Revise the formation evaluation patent text starting at "5. The apparatus" and ending at "physical characteristic of the fluid.", changing "physical" to "chemical".

_SOURCE EXCERPT_:
****************
Formation evaluation system and method
Abstract
Methods and apparatuses for evaluating a fluid from a subterranean formation of a wellsite via a downhole tool positionable in a wellbore penetrating a subterranean formation are provided. The apparatus relates to a downhole tool having a probe with at least two intakes for receiving fluid from the subterranean formation. The downhole tool is configured according to a wellsite set up. The method involves positioning the downhole tool in the wellbore of the wellsite, drawing fluid into the downhole tool via the at least two intakes, monitoring at least one wellsite parameter via at least one sensor of the wellsite and automatically adjusting the wellsite setup based on the wellsite parameters.
Claims
exact text as granted — not AI-modifiedWhat is claimed is:
1. An apparatus, comprising:
a downhole tool configured for conveyance within a wellbore extending into a subterranean formation, the downhole tool comprising:
a fluid sampling system configured to draw fluid from the formation into the downhole tool;
a fluid monitoring device in communication with at least a portion of the fluid drawn into the downhole tool through the fluid sampling system, wherein the fluid monitoring device is configured to generate a signal indicative of a characteristic of the fluid; and
a controller configured to process the signal to estimate a level of contamination in the fluid and automatically generate a control signal when the estimated level of contamination meets a predetermined value.
2. The apparatus of claim 1 wherein:
the fluid monitoring device is a first fluid monitoring device;
the characteristic of the fluid is a first characteristic of the fluid;
the signal is a first signal indicative of the first characteristic of the fluid;
the downhole tool further comprises a second fluid monitoring device in communication with at least a portion of the fluid drawn into the downhole tool through the fluid sampling system;
the second fluid monitoring device is configured to generate a second signal indicative of a second characteristic of the fluid; and
the controller is configured to process the first and second signals to estimate the level of contamination in the fluid and generate the control signal when the estimated level of contamination meets the predetermined value.
3. The apparatus of claim 1 wherein the fluid monitoring device is configured to estimate an optical characteristic of the fluid.
4. The apparatus of claim 1 wherein the fluid monitoring device is configured to estimate an electrical characteristic of the fluid.
5. The apparatus of claim 1 wherein the fluid monitoring device is configured to estimate at least one of a resistivity characteristic of the fluid, a capacitance characteristic of the fluid, and a dielectric characteristic of the fluid.
6. The apparatus of claim 1 wherein the fluid monitoring device is configured to estimate a physical characteristic of the fluid.
****************
_EXTRACTED ENTRIES_:
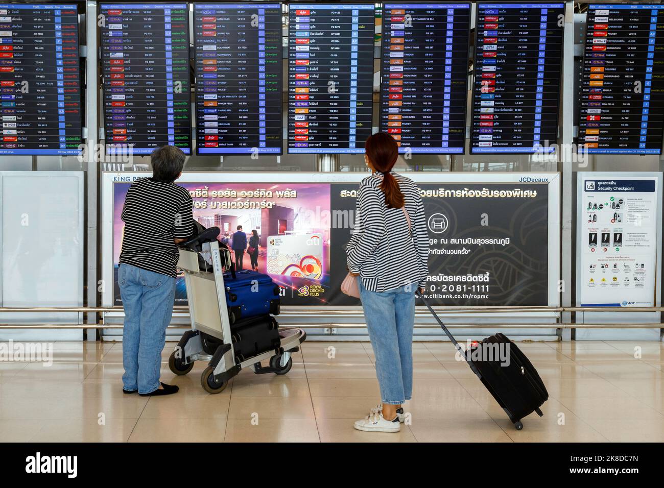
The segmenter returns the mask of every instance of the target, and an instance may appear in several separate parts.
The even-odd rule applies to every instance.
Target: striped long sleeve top
[[[359,273],[372,291],[413,283],[424,286],[428,276],[429,236],[420,189],[409,178],[390,173],[405,197],[410,232],[403,210],[387,208],[380,188],[383,176],[376,173],[360,183],[355,232],[346,244],[349,270]]]

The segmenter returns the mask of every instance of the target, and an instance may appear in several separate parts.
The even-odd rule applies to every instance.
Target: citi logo
[[[78,473],[78,456],[42,456],[38,452],[35,455],[25,458],[26,473],[66,473],[67,477],[75,478]]]

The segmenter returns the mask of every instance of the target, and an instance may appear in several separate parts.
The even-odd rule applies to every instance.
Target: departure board
[[[0,4],[0,155],[80,153],[76,5]]]
[[[469,3],[385,3],[380,131],[399,152],[463,153]]]
[[[187,3],[101,3],[106,152],[191,153]]]
[[[588,6],[580,151],[661,153],[664,130],[663,33],[664,5]]]
[[[198,154],[282,153],[282,6],[196,3]]]
[[[564,3],[479,3],[471,153],[553,153]]]
[[[289,4],[289,153],[364,152],[374,15],[373,4]]]

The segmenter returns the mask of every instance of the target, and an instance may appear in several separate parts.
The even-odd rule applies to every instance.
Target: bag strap
[[[412,225],[412,224],[410,223],[410,216],[408,215],[408,212],[407,210],[406,210],[406,205],[404,205],[402,207],[401,207],[401,210],[404,211],[404,215],[406,216],[406,221],[408,223],[408,236],[412,237],[413,233],[412,230],[411,230],[410,229],[410,226]]]

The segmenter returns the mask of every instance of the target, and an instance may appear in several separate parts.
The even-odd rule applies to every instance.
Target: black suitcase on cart
[[[270,315],[238,321],[230,326],[230,334],[237,364],[268,351],[276,351],[281,347],[279,324]],[[214,354],[222,345],[222,341],[216,337],[204,333],[201,333],[201,337],[203,350],[207,354]]]
[[[418,294],[457,351],[468,363],[473,372],[505,410],[517,430],[523,428],[521,419],[527,415],[536,412],[540,417],[542,416],[540,407],[548,399],[548,393],[537,370],[516,344],[499,333],[479,342],[473,342],[464,351],[419,291]],[[487,357],[485,351],[488,349],[495,351],[499,348],[505,348],[509,351],[509,364],[499,359]]]

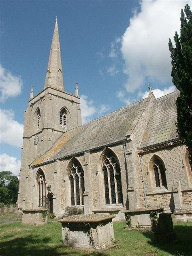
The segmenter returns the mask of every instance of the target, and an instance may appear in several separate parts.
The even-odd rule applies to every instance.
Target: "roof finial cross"
[[[149,84],[148,85],[148,87],[149,88],[149,93],[151,93],[151,92],[152,92],[151,90],[152,90],[152,88],[151,87],[151,85],[150,84],[150,83],[149,83]]]

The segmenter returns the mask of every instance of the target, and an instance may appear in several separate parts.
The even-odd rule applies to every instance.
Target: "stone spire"
[[[33,98],[33,85],[31,85],[31,91],[30,92],[30,99]]]
[[[52,40],[44,89],[48,86],[64,90],[57,18]]]

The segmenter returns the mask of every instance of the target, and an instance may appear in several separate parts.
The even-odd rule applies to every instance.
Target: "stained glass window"
[[[154,175],[156,187],[165,187],[167,188],[165,168],[162,160],[159,158],[154,161]]]
[[[69,176],[72,205],[83,205],[83,194],[85,191],[84,173],[79,162],[75,160],[73,164]]]
[[[109,151],[103,161],[105,203],[123,203],[121,172],[119,164],[113,153]]]

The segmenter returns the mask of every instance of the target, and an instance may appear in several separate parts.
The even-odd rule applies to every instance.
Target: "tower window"
[[[112,152],[107,154],[103,162],[105,203],[122,203],[121,172],[118,161]]]
[[[38,109],[36,112],[37,118],[37,126],[39,128],[40,126],[41,112],[39,109]]]
[[[37,176],[38,190],[38,207],[43,207],[46,204],[46,181],[43,172],[40,170]]]
[[[63,109],[60,112],[60,126],[66,127],[67,126],[67,113],[65,109]]]

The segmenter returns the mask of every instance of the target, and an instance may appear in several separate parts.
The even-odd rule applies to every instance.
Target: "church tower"
[[[77,87],[77,85],[76,85]],[[44,89],[33,97],[32,87],[25,112],[21,151],[18,208],[31,208],[28,181],[32,175],[30,166],[47,150],[64,132],[81,124],[80,99],[65,91],[60,44],[56,19]],[[77,90],[78,92],[78,90]],[[28,184],[29,183],[29,184]]]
****************
_FULL ANSWER_:
5. The apparatus of claim 1 wherein the fluid monitoring device is configured to estimate at least one of a resistivity characteristic of the fluid, a capacitance characteristic of the fluid, and a dielectric characteristic of the fluid.
6. The apparatus of claim 1 wherein the fluid monitoring device is configured to estimate a chemical characteristic of the fluid.